- Genre: Telenovela
- Written by: Fernán Rivera; Juan Carlos Troncoso; Jorge Élkim Ospina;
- Directed by: Herney Luna; Consuelo González;
- Creative director: Gonzalo Martínez
- Starring: Carlos Torres;
- Opening theme: "Francisco el matemático" by Mike Bahía and Tomás Luna
- Country of origin: Colombia
- Original language: Spanish
- No. of seasons: 1
- No. of episodes: 73

Production
- Executive producer: Jorge Giraldo
- Production location: Bogotá
- Camera setup: Multi-camera

Original release
- Network: RCN Televisión
- Release: 13 February – 2 June 2017

Related
- Francisco el Matemático

= Francisco el Matemático: Clase 2017 =

Colombian telenovela

Francisco el Matemático: Clase 2017, is a Colombian television series that premiered on 13 February 2017 on RCN Televisión, and concluded on 2 June 2017. It is a sequel to the series of the same name that aired from 1999 to 2004. It stars Carlos Torres as the titular character.

The series focuses on topics such as first love, sexual orientation, parties with friends, rebellion, tattoos, alcoholism, anorexia, addiction to social networks, physical changes, and bullying.

== Premise ==
The series tells the story of a teacher and his students from the district school "Jimmy Carter", following the same style of the previous series Francisco el matemático. This new season will bring new themes, new stories and will also focus on the current problems of young people such as social networks, drugs, homosexuality, among others.

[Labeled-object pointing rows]
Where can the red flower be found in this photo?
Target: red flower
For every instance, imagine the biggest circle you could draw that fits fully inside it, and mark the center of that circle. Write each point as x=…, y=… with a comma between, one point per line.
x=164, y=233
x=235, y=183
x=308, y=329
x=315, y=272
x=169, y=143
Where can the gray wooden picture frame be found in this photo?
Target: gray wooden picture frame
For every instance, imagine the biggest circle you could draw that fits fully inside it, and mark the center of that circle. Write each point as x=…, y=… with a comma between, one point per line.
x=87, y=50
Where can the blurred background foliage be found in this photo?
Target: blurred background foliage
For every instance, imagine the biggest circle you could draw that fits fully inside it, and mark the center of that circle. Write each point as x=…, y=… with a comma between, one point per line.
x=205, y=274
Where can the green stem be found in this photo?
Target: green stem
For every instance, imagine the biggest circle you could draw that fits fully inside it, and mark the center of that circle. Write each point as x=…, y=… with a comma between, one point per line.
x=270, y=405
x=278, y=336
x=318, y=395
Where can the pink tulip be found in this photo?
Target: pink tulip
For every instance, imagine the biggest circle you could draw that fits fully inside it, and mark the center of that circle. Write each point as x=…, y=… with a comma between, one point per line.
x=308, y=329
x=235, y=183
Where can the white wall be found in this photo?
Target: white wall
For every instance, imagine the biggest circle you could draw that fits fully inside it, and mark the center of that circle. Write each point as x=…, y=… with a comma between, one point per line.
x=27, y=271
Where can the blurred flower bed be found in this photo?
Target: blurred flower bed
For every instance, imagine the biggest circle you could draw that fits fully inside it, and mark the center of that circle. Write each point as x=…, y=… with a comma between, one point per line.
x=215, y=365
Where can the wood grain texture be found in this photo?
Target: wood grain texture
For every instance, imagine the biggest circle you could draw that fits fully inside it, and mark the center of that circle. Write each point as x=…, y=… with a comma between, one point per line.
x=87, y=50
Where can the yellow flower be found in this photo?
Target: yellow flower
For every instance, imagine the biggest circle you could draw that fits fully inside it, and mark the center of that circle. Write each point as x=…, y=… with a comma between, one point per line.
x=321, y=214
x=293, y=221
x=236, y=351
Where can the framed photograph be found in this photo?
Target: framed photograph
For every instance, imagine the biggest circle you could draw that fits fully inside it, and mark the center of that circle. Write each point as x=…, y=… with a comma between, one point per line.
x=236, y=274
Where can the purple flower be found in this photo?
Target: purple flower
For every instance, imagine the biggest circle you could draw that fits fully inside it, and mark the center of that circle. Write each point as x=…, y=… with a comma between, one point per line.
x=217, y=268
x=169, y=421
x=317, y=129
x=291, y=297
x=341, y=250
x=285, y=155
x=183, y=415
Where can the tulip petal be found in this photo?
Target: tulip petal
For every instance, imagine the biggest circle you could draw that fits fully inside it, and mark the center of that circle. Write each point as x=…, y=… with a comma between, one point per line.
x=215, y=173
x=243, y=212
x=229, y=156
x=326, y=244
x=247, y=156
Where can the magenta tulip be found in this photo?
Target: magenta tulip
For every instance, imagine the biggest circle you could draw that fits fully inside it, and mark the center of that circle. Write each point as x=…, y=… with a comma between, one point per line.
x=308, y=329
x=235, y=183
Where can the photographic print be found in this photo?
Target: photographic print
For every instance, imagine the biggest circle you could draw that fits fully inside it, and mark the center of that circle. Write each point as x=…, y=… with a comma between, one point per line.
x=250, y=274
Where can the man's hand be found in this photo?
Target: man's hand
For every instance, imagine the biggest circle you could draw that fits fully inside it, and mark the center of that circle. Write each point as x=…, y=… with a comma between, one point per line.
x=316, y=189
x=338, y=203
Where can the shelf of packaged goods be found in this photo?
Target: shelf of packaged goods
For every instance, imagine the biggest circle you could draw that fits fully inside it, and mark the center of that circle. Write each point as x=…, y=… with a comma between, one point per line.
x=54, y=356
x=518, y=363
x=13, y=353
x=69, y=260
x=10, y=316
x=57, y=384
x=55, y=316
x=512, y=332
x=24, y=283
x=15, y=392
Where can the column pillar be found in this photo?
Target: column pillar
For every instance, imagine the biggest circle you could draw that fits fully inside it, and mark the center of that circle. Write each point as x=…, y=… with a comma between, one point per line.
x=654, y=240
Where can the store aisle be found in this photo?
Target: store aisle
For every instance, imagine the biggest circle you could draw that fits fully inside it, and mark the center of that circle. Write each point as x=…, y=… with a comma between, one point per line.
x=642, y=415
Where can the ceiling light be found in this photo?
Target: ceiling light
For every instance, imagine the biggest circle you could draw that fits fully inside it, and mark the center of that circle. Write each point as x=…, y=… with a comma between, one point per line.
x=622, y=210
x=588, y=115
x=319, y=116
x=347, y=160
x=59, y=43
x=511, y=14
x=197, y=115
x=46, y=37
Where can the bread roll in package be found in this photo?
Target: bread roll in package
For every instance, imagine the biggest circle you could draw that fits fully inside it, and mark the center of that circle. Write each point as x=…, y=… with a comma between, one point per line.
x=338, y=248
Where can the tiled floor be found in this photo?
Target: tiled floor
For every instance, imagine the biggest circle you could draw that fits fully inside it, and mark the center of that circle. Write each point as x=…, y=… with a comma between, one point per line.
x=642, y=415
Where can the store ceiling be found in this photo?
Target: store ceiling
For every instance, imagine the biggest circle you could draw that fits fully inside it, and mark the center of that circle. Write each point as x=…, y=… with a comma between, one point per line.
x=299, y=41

→ **The tasks**:
(a) Write out the telenovela article in full, reproducing every line without alteration.
(b) Extract each line of the rows that contains the string "stem", treating uppercase and lowercase letters as distinct.
The telenovela article and the rows were taken from separate, unrelated sources.

→ **Exercise responses**:
(a)
- Genre: Telenovela
- Written by: Fernán Rivera; Juan Carlos Troncoso; Jorge Élkim Ospina;
- Directed by: Herney Luna; Consuelo González;
- Creative director: Gonzalo Martínez
- Starring: Carlos Torres;
- Opening theme: "Francisco el matemático" by Mike Bahía and Tomás Luna
- Country of origin: Colombia
- Original language: Spanish
- No. of seasons: 1
- No. of episodes: 73

Production
- Executive producer: Jorge Giraldo
- Production location: Bogotá
- Camera setup: Multi-camera

Original release
- Network: RCN Televisión
- Release: 13 February – 2 June 2017

Related
- Francisco el Matemático

= Francisco el Matemático: Clase 2017 =

Colombian telenovela

Francisco el Matemático: Clase 2017, is a Colombian television series that premiered on 13 February 2017 on RCN Televisión, and concluded on 2 June 2017. It is a sequel to the series of the same name that aired from 1999 to 2004. It stars Carlos Torres as the titular character.

The series focuses on topics such as first love, sexual orientation, parties with friends, rebellion, tattoos, alcoholism, anorexia, addiction to social networks, physical changes, and bullying.

== Premise ==
The series tells the story of a teacher and his students from the district school "Jimmy Carter", following the same style of the previous series Francisco el matemático. This new season will bring new themes, new stories and will also focus on the current problems of young people such as social networks, drugs, homosexuality, among others.

(b)
Where can the green stem be found in this photo?
Target: green stem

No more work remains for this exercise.